= Request =
Reproduce the data that follows in its entirety, character for character.

— START Information given —

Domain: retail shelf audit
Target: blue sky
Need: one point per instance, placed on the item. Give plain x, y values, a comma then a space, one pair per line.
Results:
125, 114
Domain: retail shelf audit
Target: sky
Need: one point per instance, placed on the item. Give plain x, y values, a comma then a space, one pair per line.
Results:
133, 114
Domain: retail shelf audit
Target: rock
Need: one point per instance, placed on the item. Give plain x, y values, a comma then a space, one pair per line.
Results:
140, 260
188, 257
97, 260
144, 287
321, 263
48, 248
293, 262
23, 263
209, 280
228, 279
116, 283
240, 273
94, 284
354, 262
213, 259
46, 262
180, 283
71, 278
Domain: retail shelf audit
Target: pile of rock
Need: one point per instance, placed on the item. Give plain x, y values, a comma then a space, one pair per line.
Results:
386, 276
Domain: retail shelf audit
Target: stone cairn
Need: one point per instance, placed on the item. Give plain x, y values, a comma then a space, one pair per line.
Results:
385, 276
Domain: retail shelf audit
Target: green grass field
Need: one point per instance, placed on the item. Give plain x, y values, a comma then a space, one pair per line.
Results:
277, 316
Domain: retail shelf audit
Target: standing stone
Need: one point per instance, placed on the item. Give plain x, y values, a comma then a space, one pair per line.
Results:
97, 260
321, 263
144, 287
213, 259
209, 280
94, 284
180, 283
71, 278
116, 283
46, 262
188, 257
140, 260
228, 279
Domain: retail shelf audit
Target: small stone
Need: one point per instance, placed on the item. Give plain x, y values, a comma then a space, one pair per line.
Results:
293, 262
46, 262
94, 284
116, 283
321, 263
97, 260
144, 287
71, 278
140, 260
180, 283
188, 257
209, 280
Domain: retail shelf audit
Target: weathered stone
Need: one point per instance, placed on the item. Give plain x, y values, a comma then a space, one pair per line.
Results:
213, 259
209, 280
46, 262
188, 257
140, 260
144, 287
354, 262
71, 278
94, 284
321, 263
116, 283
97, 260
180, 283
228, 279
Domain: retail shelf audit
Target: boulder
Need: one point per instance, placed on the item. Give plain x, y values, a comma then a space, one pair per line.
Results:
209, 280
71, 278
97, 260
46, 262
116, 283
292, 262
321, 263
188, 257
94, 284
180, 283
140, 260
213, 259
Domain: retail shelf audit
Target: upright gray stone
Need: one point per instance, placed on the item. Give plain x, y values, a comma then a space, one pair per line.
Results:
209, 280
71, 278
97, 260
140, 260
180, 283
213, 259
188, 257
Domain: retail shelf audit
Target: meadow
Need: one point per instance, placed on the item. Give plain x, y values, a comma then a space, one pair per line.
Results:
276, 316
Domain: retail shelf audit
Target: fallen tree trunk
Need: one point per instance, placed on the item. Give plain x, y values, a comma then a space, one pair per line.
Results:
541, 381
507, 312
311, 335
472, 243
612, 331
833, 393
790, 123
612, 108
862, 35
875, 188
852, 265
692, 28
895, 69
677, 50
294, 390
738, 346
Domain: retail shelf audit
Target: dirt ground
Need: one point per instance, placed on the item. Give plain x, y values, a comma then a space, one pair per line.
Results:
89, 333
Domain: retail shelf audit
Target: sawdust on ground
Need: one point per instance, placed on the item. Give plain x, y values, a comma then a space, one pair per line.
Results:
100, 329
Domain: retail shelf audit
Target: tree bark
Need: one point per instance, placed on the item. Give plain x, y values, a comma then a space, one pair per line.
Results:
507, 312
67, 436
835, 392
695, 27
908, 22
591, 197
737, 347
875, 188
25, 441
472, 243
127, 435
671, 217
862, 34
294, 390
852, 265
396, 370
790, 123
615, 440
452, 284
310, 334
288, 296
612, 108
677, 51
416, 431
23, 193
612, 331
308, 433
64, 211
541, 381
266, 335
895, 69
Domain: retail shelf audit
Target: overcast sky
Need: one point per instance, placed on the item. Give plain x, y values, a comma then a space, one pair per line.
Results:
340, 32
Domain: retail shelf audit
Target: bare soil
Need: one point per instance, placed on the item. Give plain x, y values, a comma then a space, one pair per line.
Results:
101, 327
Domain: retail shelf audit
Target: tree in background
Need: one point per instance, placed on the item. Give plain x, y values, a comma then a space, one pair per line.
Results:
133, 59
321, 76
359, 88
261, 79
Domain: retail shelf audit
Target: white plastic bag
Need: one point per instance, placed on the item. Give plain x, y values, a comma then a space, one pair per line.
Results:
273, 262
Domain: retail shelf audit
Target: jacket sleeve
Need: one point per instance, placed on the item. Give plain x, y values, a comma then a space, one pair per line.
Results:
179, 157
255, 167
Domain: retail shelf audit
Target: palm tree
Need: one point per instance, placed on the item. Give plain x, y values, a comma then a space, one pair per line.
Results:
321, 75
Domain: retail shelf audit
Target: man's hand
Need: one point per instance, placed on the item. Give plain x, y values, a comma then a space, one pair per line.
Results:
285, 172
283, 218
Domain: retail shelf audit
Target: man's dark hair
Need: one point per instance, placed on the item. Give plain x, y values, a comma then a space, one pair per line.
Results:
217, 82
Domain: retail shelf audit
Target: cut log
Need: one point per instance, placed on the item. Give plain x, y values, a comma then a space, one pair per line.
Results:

— END Information given —

= Worked solution =
Domain: retail shelf audit
Target: blue sky
Need: one point per instance, placed on the item. Give plain x, y values, a comma then a space, one pair per line.
Results:
125, 114
Domain: retail shelf audit
Target: sky
Need: one point per instance, placed on the item. Give plain x, y values, a comma then a space, one pair per line.
Results:
133, 114
Domain: retail shelf audit
Target: rock
Need: one point per instance, placed on the item. Give plain x, y values, a comma then a space, one pair per line.
Results:
140, 260
188, 257
97, 260
144, 287
321, 263
48, 248
293, 262
23, 263
209, 280
228, 279
116, 283
240, 273
94, 284
354, 262
213, 259
46, 262
180, 283
71, 278
Domain: retail shelf audit
Target: pile of rock
Need: one point per instance, placed on the item. Give plain x, y values, a comma then a space, one pair per line.
Results:
386, 276
Domain: retail shelf audit
Target: stone cairn
Need: one point per instance, placed on the item. Give plain x, y values, a comma then a space, one pair per line.
Results:
385, 276
Domain: retail shelf audit
Target: green grass field
Need: one point per instance, placed on the item. Give plain x, y values, a comma then a space, one pair per line.
Results:
277, 316
Domain: retail shelf audit
Target: standing stone
Need: one point per instance, placed on the item. Give plain x, y values, a comma then a space, one pair per line.
Results:
97, 260
321, 263
144, 287
213, 259
209, 280
94, 284
180, 283
71, 278
116, 283
46, 262
188, 257
140, 260
228, 279
Domain: retail shelf audit
Target: small stone
Need: one point per instance, placed on the item. Give plain x, y values, a comma then a space, one pair per line.
Results:
293, 262
46, 262
94, 284
116, 283
321, 263
97, 260
144, 287
71, 278
140, 260
180, 283
188, 257
209, 280
Domain: retail shelf audit
Target: weathered stone
Need: one point per instance, placed on the item. Give plain x, y values, a comma then a space, one pair per line.
Results:
213, 259
209, 280
46, 262
188, 257
140, 260
144, 287
354, 262
71, 278
94, 284
321, 263
116, 283
97, 260
180, 283
228, 279
Domain: retail shelf audit
Target: boulder
Need: one point per instance, placed on the item. Give plain x, y values, a comma then a space, one pair per line.
Results:
209, 280
71, 278
97, 260
46, 262
116, 283
292, 262
321, 263
188, 257
94, 284
180, 283
140, 260
213, 259
Domain: retail shelf audit
Target: upright gray stone
Need: one point per instance, placed on the item. Give plain x, y values, a comma then a space, one pair per line.
Results:
209, 280
71, 278
97, 260
140, 260
180, 283
213, 259
188, 257
Domain: retail shelf audit
Target: meadow
Need: one point per instance, placed on the item. Give plain x, y values, a comma then a space, one pair per line.
Results:
276, 316
Domain: retail shelf audit
Target: fallen tree trunk
Need: one point per instance, placed on the item. Give plain x, y values, a comma then a space, one pair per line.
Results:
541, 381
507, 312
311, 335
472, 243
612, 331
833, 393
790, 123
612, 108
862, 35
875, 188
852, 265
692, 28
895, 69
677, 50
294, 390
738, 346
Domain: retail shelf audit
Target: dirt ground
Need: one point per instance, placed on the item. Give plain x, y values, a comma then a space, one pair per line.
Results:
89, 333
Domain: retail shelf audit
Target: sawdust on ground
Need: one point per instance, placed on the item. Give plain x, y values, a comma then a space, one pair per line.
Results:
100, 329
Domain: retail shelf audit
Target: tree bark
Need: one point per instance, placed on the item. Give plain x, y values, a comma then a space, one pair per line.
Results:
507, 312
67, 436
835, 392
695, 27
908, 22
591, 197
737, 347
875, 188
25, 441
472, 243
127, 435
671, 217
862, 34
294, 390
852, 265
396, 370
790, 123
615, 440
452, 284
310, 334
288, 296
612, 108
677, 51
416, 431
23, 193
612, 331
308, 433
64, 211
541, 381
266, 335
895, 69
Domain: retail shelf audit
Target: overcast sky
Need: one point per instance, placed on the item. Give plain x, y values, a comma then a space, one pair per line.
Results:
340, 32
Domain: retail shelf audit
Target: bare soil
Need: one point per instance, placed on the item. Give plain x, y values, a comma then a space, one pair per line.
Results:
101, 327
Domain: retail shelf audit
Target: tree in background
Need: one point per instance, placed on the item. Give plain x, y values, a comma then a space, one pair per line.
Results:
133, 59
321, 76
359, 88
261, 79
Domain: retail shelf audit
Target: white plastic bag
Need: one point per instance, placed on the item. Give plain x, y values, a comma then a space, one pair per line.
Results:
273, 262
Domain: retail shelf audit
Target: jacket sleeve
Need: one point per instance, placed on the item. Give plain x, y values, a comma then a space, one pair per line.
Results:
179, 157
255, 167
Domain: retail shelf audit
Target: palm tree
Need: one point per instance, placed on the item. Give plain x, y values, a comma then a space, one pair per line.
Results:
321, 75
Domain: retail shelf audit
Target: man's hand
Need: one point per instance, placed on the item. Give plain x, y values, a comma then a space, one pair per line.
Results:
285, 172
283, 218
Domain: retail shelf audit
Target: man's dark hair
Need: one point per instance, placed on the item. Give plain x, y values, a comma then a space, one pair per line.
Results:
217, 82
Domain: retail shelf audit
Target: cut log
Need: one point per instance, placed on the item. Give plain x, y values, a comma then a space, one pair per line.
Results:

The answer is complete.